Document passage >>
---
There are moments on the campaign trail when everything goes wrong. An attack takes the candidate unawares. One adviser is on a plane and unreachable, while two others are feuding about whether to ignore the charge or beat it back. Meanwhile, the press is demanding answers and sounding alarms. The campaign is in free fall.
It's for just these moments that a campaign keeps an enforcer on hand: someone fearless and unflappable, someone who will step up, take charge, and, if needed, take the blame. For President Barack Obama, that someone is Stephanie Cutter.
Cutter, 43, a deputy campaign manager for Obama-Biden 2012, has been with the Obamas since 2008, when she started out as Michelle's chief of staff, and is one of the most respected communications strategists in Washington. "Politics gets me out of bed in the morning," she tells Marie Claire at her office in Obama's Chicago re-election headquarters. "It's what really interests me. I'm a competitor, but I also feel like I'm contributing, whether it's working on health-care policy in the White House or out here in Chicago."
Having just moved out from Washington a week before, she is already knee-deep in the hour-to-hour mini crises that define campaign life. She doesn't get home to her newly rented apartment until 9 or 10 p.m. (Cutter is unmarried; her dog, a rescue named Sammy, has a dog walker.) She grabs a few hours' sleep, rises at 5 a.m., and gets in a quick workout. Then it all starts again.
Asked how she's made it to the highest ranks of politics — in 2012, still a boys' club packed with locker-room personalities — Cutter demures. "I have no idea how it happened," she says with a little laugh. "I know I worked hard." (An associate, on the other hand, knows exactly how she did it: "She's a bulldozer when she needs to be.")
---
[Coordinate annotation rows]
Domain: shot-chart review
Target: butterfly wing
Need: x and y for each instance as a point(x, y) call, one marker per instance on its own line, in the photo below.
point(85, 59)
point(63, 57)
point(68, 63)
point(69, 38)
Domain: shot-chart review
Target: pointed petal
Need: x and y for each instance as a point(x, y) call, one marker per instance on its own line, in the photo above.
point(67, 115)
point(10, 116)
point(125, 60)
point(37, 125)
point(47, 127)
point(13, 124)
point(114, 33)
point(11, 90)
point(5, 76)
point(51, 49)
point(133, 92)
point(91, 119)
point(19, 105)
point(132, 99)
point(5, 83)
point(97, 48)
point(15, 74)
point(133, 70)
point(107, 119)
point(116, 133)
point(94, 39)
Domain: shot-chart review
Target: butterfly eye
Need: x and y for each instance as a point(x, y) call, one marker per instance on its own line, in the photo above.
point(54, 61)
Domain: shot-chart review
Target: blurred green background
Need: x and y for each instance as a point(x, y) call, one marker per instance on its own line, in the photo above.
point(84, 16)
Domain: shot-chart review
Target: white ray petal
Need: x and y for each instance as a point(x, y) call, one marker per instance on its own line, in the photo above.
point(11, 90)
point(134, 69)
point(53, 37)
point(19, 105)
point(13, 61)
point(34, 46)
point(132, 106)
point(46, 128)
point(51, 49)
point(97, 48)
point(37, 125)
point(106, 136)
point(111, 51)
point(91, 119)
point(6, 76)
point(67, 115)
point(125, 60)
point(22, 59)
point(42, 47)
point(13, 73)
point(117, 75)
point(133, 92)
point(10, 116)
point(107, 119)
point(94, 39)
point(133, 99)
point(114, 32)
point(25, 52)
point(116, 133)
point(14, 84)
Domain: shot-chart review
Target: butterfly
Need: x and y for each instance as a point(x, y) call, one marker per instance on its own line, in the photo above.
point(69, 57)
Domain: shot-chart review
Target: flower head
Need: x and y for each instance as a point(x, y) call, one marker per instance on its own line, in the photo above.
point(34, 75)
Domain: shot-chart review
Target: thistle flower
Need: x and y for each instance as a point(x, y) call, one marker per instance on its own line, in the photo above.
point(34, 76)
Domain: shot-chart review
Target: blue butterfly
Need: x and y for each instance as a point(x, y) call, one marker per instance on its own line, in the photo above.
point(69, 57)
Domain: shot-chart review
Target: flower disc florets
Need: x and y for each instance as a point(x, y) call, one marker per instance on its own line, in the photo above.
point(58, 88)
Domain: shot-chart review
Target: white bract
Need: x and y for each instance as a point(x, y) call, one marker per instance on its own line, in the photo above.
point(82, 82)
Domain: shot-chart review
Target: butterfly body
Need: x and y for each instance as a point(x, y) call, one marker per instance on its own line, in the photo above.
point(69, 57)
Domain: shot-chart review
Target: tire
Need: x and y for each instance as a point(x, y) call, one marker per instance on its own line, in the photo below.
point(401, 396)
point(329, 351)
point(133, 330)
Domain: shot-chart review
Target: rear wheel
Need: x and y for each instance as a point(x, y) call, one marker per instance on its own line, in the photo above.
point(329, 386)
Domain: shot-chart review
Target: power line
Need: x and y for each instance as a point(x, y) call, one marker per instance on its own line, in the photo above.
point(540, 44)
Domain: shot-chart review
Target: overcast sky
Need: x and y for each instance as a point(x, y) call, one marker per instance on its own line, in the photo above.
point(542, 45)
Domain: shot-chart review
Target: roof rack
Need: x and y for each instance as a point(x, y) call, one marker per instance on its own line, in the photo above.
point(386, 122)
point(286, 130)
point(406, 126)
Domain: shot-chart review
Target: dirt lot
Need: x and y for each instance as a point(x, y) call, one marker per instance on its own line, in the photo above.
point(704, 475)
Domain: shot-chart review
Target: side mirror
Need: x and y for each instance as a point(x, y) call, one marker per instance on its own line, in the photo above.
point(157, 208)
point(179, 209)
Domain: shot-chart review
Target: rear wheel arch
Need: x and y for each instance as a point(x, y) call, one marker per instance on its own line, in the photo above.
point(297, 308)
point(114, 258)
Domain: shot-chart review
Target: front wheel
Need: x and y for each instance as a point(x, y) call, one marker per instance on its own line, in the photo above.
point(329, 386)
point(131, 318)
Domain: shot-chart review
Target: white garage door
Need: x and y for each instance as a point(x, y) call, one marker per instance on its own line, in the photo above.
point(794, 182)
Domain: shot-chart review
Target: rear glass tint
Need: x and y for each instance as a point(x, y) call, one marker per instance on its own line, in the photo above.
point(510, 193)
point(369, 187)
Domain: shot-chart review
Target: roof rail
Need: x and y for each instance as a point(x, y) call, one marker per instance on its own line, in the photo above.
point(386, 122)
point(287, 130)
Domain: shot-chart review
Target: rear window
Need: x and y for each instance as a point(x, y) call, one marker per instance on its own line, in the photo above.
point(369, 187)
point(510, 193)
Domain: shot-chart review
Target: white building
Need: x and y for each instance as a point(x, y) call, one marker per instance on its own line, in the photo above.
---
Directions >>
Based on the passage about Stephanie Cutter:
1. Whose chief of staff was Cutter when she started with the Obamas in 2008?
2. At what time does she rise each morning?
3. What does an associate say she is when she needs to be?

Result below >>
1. Michelle's
2. 5 a.m.
3. A bulldozer